* [REQUIREMENT] Give back the rows word for word, from the very first line up to and including the line with "[[404, 171]]". Leave the pictures out.

* [RECORDED INFORMATION]
_____

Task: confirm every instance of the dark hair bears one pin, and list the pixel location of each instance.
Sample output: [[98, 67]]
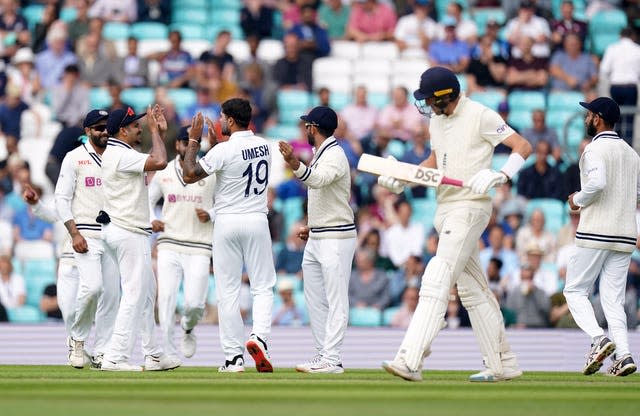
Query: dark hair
[[238, 109]]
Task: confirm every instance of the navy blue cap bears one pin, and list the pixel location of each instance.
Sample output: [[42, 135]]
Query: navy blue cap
[[436, 82], [183, 133], [94, 116], [121, 118], [604, 107], [323, 117]]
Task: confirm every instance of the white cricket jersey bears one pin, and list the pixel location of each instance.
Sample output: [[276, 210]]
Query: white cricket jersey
[[329, 181], [124, 181], [242, 166], [183, 231], [464, 143], [78, 193], [610, 187]]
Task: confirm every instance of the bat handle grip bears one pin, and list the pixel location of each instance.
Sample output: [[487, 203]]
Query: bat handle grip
[[453, 182]]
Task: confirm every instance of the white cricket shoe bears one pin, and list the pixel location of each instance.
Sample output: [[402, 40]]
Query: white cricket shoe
[[188, 345], [234, 366], [160, 362], [400, 369], [121, 366], [76, 353], [257, 348]]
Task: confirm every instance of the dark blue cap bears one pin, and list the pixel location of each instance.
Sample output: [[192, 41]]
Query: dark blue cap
[[94, 116], [323, 117], [121, 118], [604, 107]]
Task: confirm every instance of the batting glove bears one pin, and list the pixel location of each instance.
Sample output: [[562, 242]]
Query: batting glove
[[486, 179]]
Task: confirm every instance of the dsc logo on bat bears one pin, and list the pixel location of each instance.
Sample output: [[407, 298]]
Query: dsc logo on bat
[[427, 176]]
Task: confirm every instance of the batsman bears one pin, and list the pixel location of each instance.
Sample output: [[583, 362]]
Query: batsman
[[464, 134]]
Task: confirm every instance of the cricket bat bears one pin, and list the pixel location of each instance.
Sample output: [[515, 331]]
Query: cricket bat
[[404, 171]]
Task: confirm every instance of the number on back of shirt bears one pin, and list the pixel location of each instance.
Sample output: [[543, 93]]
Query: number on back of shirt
[[261, 176]]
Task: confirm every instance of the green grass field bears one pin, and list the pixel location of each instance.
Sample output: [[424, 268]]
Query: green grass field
[[59, 390]]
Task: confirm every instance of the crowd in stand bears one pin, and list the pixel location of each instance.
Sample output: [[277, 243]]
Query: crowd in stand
[[51, 68]]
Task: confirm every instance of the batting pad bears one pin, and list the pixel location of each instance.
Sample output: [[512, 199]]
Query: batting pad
[[428, 319]]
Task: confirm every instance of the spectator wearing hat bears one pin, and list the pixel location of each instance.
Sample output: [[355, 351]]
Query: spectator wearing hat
[[371, 20], [415, 31]]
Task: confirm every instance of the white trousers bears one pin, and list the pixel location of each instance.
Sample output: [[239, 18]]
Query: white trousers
[[136, 312], [582, 271], [193, 270], [242, 239], [98, 294], [326, 269]]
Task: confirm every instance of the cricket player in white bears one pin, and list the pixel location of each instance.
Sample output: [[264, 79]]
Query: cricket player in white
[[463, 136], [126, 232], [241, 231], [331, 235], [79, 198], [606, 236], [184, 246]]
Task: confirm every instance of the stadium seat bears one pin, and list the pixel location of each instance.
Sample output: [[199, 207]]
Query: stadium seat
[[363, 316], [554, 212], [139, 98], [25, 315]]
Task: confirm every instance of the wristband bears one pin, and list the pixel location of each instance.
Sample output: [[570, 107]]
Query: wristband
[[512, 165]]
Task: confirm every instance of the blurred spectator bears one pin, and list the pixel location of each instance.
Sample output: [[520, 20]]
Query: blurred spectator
[[487, 69], [539, 131], [402, 317], [527, 25], [334, 15], [566, 25], [620, 67], [314, 39], [50, 14], [95, 67], [288, 314], [13, 293], [399, 120], [533, 234], [80, 25], [262, 94], [541, 180], [275, 218], [405, 237], [125, 11], [256, 19], [368, 286], [450, 52], [415, 31], [527, 72], [49, 303], [360, 116], [293, 71], [371, 20], [24, 76], [176, 65], [289, 260], [466, 29], [530, 303], [571, 69], [51, 62], [133, 69], [154, 11]]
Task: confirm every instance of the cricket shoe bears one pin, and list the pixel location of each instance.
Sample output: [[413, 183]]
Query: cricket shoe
[[622, 367], [600, 350], [400, 369], [257, 348], [236, 365], [121, 366], [160, 362], [188, 345]]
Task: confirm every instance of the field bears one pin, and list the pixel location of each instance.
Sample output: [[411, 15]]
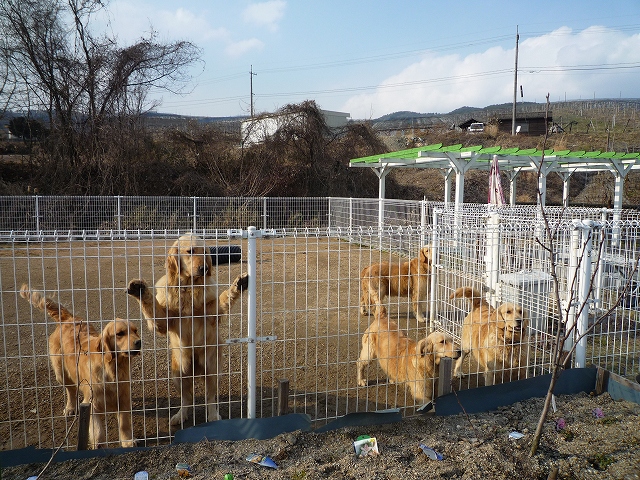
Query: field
[[307, 303]]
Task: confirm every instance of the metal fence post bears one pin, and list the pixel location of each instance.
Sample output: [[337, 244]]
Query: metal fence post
[[584, 288], [37, 214], [264, 212], [435, 265], [572, 279], [119, 215], [195, 215], [492, 258], [251, 328]]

_____

* [ANSWER FOR THE TASK]
Task: confirm every instance of the dark hair bears one pin, and list the pixel location of each instance.
Sample output: [[98, 67]]
Query: dark hair
[[238, 109]]
Task: confirm every instance of the navy blue cap bears one pin, and list the pixel location of each instance.
Sample output: [[42, 135]]
Query: navy blue cap
[[436, 82], [183, 133], [94, 116], [121, 118], [604, 107], [323, 117]]
Task: confirm every instance of the white cricket jersey bears one pin, and list the pixel location of each instance.
Sample output: [[276, 210]]
Query: white cricket jersey
[[329, 181], [124, 181], [242, 166], [183, 231], [464, 143], [78, 193], [610, 187]]
Task: confirm every instance of the bat handle grip bears one pin, and list the pixel location of each instance.
Sample output: [[487, 203]]
Query: bat handle grip
[[453, 182]]
Task: confirm every instance of the white cricket shoe bears one pin, and list the pixel location of each instance.
Sample output: [[402, 40]]
Query: white cricket shoe
[[188, 345], [234, 366], [160, 362], [400, 369], [121, 366], [76, 353], [257, 348]]
Task: confirm every instance of the dark blue cap bears one pin, and list the pixel location of each instance.
Sample output: [[192, 41]]
Query: dark blue cap
[[94, 116], [323, 117], [121, 118], [604, 107]]
Task: confirm every instance of the batting glove bears one pin, and list the pixel location of each instance.
Sample output: [[562, 242]]
Query: batting glove
[[486, 179]]
Task: confirm every instance of the dsc logo on bat bears one pin, and list the pixel location of each instance.
Sample output: [[407, 298]]
Query: dsc logo on bat
[[427, 176]]
Task: confirm every instance of the batsman bears one pin, and list the pixel location of each instance.
Sample output: [[583, 362]]
Query: batsman
[[464, 134]]
Task: confirm every instance of the cricket bat bears one pin, and list the pixel location of each instance.
Sample output: [[515, 331]]
Query: cricket bat
[[404, 171]]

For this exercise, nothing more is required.